• What you should do: Each entry is to be output precisely as it appears.

(Dataset entries)
****************************************

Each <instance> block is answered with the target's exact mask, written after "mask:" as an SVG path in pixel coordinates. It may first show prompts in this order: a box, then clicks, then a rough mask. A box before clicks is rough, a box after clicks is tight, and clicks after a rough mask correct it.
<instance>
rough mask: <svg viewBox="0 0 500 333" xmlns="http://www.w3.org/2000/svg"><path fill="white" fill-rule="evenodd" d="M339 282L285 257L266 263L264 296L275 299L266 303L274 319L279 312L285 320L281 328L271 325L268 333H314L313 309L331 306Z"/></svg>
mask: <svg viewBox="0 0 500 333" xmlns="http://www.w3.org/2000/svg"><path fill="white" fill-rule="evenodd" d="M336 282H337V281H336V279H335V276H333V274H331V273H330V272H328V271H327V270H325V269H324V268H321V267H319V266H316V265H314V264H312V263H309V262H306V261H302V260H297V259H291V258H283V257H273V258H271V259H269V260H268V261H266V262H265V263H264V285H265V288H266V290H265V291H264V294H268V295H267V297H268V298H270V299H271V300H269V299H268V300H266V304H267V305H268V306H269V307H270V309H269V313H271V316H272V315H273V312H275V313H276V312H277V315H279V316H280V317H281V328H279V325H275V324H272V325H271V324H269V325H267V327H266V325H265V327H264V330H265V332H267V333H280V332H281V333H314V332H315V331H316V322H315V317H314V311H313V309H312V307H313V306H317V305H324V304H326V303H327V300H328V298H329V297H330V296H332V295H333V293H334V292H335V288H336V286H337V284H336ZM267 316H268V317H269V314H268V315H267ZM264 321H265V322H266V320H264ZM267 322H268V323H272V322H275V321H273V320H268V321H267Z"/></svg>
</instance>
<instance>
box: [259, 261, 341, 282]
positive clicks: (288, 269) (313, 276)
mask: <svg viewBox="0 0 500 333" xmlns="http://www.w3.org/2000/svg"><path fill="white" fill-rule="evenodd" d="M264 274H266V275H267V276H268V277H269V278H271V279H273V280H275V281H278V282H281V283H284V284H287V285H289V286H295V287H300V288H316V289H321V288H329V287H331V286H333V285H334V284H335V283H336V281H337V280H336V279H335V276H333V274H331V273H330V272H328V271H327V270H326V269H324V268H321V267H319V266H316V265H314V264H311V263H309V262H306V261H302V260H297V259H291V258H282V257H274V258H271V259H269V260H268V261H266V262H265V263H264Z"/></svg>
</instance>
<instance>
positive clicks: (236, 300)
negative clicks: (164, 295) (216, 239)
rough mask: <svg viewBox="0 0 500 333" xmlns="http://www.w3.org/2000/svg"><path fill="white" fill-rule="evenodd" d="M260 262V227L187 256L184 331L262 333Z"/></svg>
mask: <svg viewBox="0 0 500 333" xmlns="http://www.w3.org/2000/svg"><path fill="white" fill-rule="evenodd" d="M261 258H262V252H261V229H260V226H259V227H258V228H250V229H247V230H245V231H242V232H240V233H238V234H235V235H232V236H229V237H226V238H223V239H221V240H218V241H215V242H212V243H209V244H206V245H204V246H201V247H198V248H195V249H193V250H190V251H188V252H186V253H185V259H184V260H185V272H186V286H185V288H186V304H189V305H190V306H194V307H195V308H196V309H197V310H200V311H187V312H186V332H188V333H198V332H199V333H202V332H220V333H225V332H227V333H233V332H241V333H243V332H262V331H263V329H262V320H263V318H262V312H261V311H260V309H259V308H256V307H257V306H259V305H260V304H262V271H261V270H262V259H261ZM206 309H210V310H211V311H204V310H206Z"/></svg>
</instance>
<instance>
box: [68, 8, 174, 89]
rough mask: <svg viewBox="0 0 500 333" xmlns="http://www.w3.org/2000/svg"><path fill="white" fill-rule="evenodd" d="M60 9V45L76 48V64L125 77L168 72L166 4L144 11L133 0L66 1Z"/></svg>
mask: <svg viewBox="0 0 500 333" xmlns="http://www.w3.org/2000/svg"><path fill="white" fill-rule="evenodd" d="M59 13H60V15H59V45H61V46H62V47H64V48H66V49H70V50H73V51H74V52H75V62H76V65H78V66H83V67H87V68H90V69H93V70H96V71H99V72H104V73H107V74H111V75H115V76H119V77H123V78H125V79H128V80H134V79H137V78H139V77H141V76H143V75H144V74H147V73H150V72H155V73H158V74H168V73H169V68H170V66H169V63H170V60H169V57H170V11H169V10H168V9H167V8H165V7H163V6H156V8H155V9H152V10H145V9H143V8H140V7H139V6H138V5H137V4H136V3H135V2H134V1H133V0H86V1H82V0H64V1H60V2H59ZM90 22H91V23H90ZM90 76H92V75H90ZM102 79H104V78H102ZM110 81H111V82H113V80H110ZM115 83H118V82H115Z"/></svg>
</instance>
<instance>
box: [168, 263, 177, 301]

****************************************

• Written answer:
Each <instance> block is answered with the target's exact mask, written after "mask:" as an SVG path in pixel coordinates. It may first show prompts in this order: a box, then clicks, then a rough mask. A box before clicks is rough, a box after clicks is tight, and clicks after a rough mask correct it.
<instance>
rough mask: <svg viewBox="0 0 500 333" xmlns="http://www.w3.org/2000/svg"><path fill="white" fill-rule="evenodd" d="M339 282L285 257L266 263L264 296L275 299L266 303L274 319L279 312L285 320L281 328L271 325L268 333H314L313 309L331 306Z"/></svg>
mask: <svg viewBox="0 0 500 333" xmlns="http://www.w3.org/2000/svg"><path fill="white" fill-rule="evenodd" d="M336 282H337V281H336V279H335V276H333V274H331V273H330V272H328V271H327V270H325V269H324V268H321V267H319V266H316V265H314V264H312V263H309V262H306V261H302V260H297V259H291V258H283V257H273V258H271V259H269V260H268V261H266V262H265V263H264V285H265V288H266V290H265V291H264V294H268V295H267V297H268V298H270V299H271V300H269V299H268V300H266V304H267V305H268V306H269V307H270V309H269V313H271V316H272V315H273V312H275V313H276V312H277V315H279V316H280V317H281V328H279V325H275V324H272V325H271V324H269V325H267V327H266V325H265V327H264V330H265V332H267V333H280V332H281V333H314V332H315V331H316V322H315V317H314V311H313V309H312V307H313V306H317V305H324V304H326V303H327V300H328V298H329V297H330V296H332V295H333V293H334V292H335V288H336V286H337V284H336ZM267 316H268V317H269V314H268V315H267ZM264 321H265V322H266V320H264ZM267 322H268V323H272V322H275V321H273V320H268V321H267Z"/></svg>
</instance>
<instance>
box: [259, 261, 341, 282]
positive clicks: (288, 269) (313, 276)
mask: <svg viewBox="0 0 500 333" xmlns="http://www.w3.org/2000/svg"><path fill="white" fill-rule="evenodd" d="M264 274H266V275H267V276H268V277H269V278H271V279H273V280H275V281H278V282H281V283H284V284H287V285H289V286H295V287H300V288H316V289H321V288H329V287H331V286H333V285H334V284H335V283H336V281H337V280H336V279H335V276H333V274H331V273H330V272H328V271H327V270H326V269H324V268H321V267H319V266H316V265H314V264H311V263H309V262H306V261H302V260H297V259H291V258H282V257H274V258H271V259H269V260H268V261H266V262H265V263H264Z"/></svg>
</instance>
<instance>
positive clicks: (236, 300)
negative clicks: (164, 295) (216, 239)
rough mask: <svg viewBox="0 0 500 333" xmlns="http://www.w3.org/2000/svg"><path fill="white" fill-rule="evenodd" d="M260 262V227L187 256L184 331L262 333Z"/></svg>
mask: <svg viewBox="0 0 500 333" xmlns="http://www.w3.org/2000/svg"><path fill="white" fill-rule="evenodd" d="M261 258H262V252H261V229H260V226H259V227H258V228H250V229H247V230H245V231H242V232H240V233H238V234H235V235H232V236H229V237H226V238H223V239H221V240H218V241H215V242H212V243H209V244H206V245H204V246H201V247H198V248H195V249H193V250H190V251H188V252H186V253H185V259H184V260H185V272H186V286H185V288H186V304H189V305H190V306H194V307H195V308H196V309H197V310H200V311H187V312H186V332H188V333H198V332H199V333H202V332H220V333H225V332H227V333H233V332H241V333H243V332H262V331H263V329H262V320H263V318H262V312H261V311H260V309H259V308H256V307H257V306H259V305H260V304H262V271H261V270H262V259H261ZM206 309H210V310H211V311H204V310H206Z"/></svg>
</instance>
<instance>
box: [68, 8, 174, 89]
rough mask: <svg viewBox="0 0 500 333" xmlns="http://www.w3.org/2000/svg"><path fill="white" fill-rule="evenodd" d="M60 9V45L76 48V64L125 77L168 72L166 4L144 11L133 0L66 1Z"/></svg>
mask: <svg viewBox="0 0 500 333" xmlns="http://www.w3.org/2000/svg"><path fill="white" fill-rule="evenodd" d="M59 13H60V15H59V45H61V46H62V47H64V48H66V49H70V50H73V51H74V52H75V62H76V65H78V66H83V67H87V68H90V69H93V70H96V71H99V72H104V73H107V74H111V75H115V76H119V77H123V78H125V79H128V80H134V79H137V78H139V77H141V76H143V75H144V74H147V73H150V72H155V73H158V74H168V73H169V68H170V66H169V63H170V60H169V57H170V11H169V10H168V9H167V8H165V7H163V6H156V8H155V9H152V10H145V9H143V8H140V7H139V6H138V5H137V4H136V3H135V2H134V1H133V0H86V1H82V0H64V1H60V2H59ZM90 22H91V23H90ZM90 76H92V75H90ZM102 79H104V78H102ZM110 81H111V82H113V80H110ZM115 83H118V82H115Z"/></svg>
</instance>
<instance>
box: [168, 263, 177, 301]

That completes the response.